From the start of the records through the line containing "[[330, 148]]", inclusive, swap every "fur" for "coat" and write those lines out again, leaving everything else the same.

(Location identification items)
__________________________________________________
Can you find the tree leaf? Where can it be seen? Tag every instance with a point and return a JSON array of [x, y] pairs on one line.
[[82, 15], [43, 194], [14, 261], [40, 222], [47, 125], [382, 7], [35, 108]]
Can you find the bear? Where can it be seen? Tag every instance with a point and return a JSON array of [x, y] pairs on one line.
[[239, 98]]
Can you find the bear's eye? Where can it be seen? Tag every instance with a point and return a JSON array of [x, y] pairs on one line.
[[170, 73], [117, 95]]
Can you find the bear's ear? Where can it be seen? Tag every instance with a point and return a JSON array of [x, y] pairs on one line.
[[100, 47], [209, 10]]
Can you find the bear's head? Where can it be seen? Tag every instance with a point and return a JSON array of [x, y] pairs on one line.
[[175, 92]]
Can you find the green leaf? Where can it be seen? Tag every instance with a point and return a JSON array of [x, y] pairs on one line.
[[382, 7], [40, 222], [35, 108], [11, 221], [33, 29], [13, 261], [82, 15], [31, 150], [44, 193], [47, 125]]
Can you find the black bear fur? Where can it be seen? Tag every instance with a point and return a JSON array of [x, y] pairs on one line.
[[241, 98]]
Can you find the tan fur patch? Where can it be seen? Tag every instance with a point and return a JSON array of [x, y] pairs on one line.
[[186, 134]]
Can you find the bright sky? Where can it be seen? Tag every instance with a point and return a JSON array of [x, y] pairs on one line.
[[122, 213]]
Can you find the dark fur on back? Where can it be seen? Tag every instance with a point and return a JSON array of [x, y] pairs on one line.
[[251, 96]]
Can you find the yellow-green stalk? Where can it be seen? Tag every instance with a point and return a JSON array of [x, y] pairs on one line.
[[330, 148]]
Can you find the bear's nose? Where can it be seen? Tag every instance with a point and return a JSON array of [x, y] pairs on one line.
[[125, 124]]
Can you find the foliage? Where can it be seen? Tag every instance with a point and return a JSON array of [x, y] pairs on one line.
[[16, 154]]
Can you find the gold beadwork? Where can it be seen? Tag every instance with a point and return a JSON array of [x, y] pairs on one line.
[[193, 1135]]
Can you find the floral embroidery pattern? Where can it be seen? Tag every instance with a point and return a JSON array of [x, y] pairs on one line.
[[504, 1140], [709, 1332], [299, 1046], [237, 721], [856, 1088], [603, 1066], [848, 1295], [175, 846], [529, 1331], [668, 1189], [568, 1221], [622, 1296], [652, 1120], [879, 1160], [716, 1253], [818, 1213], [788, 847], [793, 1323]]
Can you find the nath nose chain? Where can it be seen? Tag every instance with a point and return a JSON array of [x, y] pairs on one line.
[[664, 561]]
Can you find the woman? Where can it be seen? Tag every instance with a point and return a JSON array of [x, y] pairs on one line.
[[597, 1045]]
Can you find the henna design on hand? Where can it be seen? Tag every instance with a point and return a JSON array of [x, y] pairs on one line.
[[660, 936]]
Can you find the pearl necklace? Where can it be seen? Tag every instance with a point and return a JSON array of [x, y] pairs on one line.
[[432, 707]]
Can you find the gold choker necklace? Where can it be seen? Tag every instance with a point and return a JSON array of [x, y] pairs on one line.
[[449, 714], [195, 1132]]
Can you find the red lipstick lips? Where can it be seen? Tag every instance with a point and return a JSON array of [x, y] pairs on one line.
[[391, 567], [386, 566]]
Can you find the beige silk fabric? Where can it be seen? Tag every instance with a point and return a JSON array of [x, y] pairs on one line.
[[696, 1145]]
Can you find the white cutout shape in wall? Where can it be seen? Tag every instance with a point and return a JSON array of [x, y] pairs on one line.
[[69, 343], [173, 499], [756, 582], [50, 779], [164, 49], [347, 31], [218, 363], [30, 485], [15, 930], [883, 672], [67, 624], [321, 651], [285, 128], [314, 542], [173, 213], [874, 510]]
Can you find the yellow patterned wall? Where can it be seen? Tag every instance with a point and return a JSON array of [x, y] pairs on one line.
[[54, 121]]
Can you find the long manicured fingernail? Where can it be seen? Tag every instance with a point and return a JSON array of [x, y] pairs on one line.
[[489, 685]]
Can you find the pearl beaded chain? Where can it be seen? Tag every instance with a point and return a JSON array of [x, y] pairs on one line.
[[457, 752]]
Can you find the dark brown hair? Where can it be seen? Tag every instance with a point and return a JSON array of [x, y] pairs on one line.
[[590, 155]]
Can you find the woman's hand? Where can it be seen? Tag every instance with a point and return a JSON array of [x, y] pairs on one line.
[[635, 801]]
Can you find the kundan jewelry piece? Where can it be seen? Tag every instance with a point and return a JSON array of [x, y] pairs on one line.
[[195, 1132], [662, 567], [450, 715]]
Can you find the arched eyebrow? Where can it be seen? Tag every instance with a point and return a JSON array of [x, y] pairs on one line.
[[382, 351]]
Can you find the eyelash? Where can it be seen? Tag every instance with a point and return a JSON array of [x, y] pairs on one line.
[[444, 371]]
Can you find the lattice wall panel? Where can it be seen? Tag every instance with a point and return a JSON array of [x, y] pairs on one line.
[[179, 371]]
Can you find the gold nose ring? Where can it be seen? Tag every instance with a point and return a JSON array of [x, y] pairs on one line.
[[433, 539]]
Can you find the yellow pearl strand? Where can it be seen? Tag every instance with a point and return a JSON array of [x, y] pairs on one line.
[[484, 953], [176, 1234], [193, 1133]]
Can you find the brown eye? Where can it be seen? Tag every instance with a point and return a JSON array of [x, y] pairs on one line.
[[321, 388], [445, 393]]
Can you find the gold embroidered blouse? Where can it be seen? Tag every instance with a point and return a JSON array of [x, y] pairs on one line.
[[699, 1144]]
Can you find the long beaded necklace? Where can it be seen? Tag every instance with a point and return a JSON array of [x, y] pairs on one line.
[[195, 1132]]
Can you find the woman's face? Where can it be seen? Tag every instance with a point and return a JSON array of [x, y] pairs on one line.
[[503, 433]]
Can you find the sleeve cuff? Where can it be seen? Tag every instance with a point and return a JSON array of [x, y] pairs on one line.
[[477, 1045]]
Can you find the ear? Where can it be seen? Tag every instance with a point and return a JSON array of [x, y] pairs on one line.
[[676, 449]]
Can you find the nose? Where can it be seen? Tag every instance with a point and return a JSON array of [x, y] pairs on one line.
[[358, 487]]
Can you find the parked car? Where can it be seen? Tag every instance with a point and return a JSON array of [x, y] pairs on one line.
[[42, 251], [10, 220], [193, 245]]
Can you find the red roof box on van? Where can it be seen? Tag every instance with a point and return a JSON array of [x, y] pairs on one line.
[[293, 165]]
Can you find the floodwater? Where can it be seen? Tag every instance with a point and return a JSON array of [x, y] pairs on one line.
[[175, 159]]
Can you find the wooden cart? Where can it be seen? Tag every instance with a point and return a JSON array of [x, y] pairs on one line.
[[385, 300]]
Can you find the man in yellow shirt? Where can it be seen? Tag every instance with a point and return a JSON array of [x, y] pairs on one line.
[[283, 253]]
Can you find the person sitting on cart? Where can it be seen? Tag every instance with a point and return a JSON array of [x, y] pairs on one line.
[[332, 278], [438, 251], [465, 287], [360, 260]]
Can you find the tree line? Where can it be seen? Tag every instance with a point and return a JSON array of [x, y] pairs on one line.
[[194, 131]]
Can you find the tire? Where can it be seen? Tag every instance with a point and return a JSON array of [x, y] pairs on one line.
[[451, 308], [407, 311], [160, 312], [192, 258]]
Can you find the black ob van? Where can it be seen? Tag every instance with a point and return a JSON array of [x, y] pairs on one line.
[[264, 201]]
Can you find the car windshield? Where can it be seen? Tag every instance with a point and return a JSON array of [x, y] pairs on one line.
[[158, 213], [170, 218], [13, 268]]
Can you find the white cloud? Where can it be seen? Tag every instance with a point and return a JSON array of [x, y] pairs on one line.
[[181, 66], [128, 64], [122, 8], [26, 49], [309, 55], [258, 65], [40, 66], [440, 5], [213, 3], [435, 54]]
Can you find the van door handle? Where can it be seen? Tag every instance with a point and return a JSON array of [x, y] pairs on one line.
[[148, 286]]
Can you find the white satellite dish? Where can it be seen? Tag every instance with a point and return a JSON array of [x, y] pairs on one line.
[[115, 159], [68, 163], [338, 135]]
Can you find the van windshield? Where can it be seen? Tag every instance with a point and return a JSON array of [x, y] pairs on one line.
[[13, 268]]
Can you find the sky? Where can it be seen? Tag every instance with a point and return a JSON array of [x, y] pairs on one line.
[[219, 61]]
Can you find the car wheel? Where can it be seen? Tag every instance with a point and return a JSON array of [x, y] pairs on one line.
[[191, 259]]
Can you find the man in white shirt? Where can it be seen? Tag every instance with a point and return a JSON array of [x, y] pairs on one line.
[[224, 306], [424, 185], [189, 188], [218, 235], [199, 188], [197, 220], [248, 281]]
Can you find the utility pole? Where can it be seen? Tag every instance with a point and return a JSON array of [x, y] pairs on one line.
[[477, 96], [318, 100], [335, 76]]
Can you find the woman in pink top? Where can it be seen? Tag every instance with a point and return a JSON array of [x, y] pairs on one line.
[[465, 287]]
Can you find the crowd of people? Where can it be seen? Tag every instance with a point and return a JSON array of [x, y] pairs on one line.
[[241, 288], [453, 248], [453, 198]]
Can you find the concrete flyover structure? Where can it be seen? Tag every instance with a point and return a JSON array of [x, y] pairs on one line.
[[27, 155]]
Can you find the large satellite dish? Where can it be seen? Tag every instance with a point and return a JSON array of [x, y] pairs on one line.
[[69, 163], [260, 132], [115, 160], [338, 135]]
__________________________________________________
* **Expected answer**
Can you find the tree leaf? Where can it be seen? Tag every instance with a point and return a JSON array of [x, y] pairs on one line.
[[82, 15], [43, 194], [14, 261], [40, 222], [47, 125], [382, 7], [35, 108]]
Can you find the bear? Where can it be seen? Tag every instance with a point and return a JSON array of [x, y] pairs on one line.
[[239, 98]]
Can you find the bear's eye? Where can it be seen? Tag every instance with a point and return a JSON array of [x, y] pairs on one line.
[[170, 73], [117, 95]]
Can you find the bear's ear? Where can it be seen? Tag every instance with a point and return a JSON array of [x, y] pairs on one line.
[[100, 47], [209, 10]]
Can you find the bear's head? Where can it be seen? Tag every instance with a point and return a JSON array of [x, y] pairs on one line.
[[175, 92]]
Can you find the green leaf? Where can it be seen? Tag every instance with a point and return a JSON array of [x, y] pairs on one line.
[[382, 7], [40, 222], [35, 108], [11, 221], [33, 29], [13, 261], [82, 15], [31, 150], [44, 193], [47, 125]]
Can you find the black bear coat? Where can it be seen? Tag every instance with a point and return a JSON array of [x, y] pairs on one line.
[[241, 98]]
Can you find the tan coat patch? Where can it be seen? Tag every instance with a point and return a JSON array of [x, y] pairs on one line.
[[186, 134]]
Can you find the bright sky? Where can it be seen? Tag every instance with a point and return a JSON array of [x, y] pairs on one line.
[[122, 213]]
Can you find the dark coat on back? Where can it be seen? Tag every instance with a point and return a JSON array of [x, y] pairs on one line.
[[251, 96]]
Can you find the yellow-green stalk? Where can it be seen? Tag every instance with a point and return a JSON array of [x, y] pairs on one line.
[[330, 148]]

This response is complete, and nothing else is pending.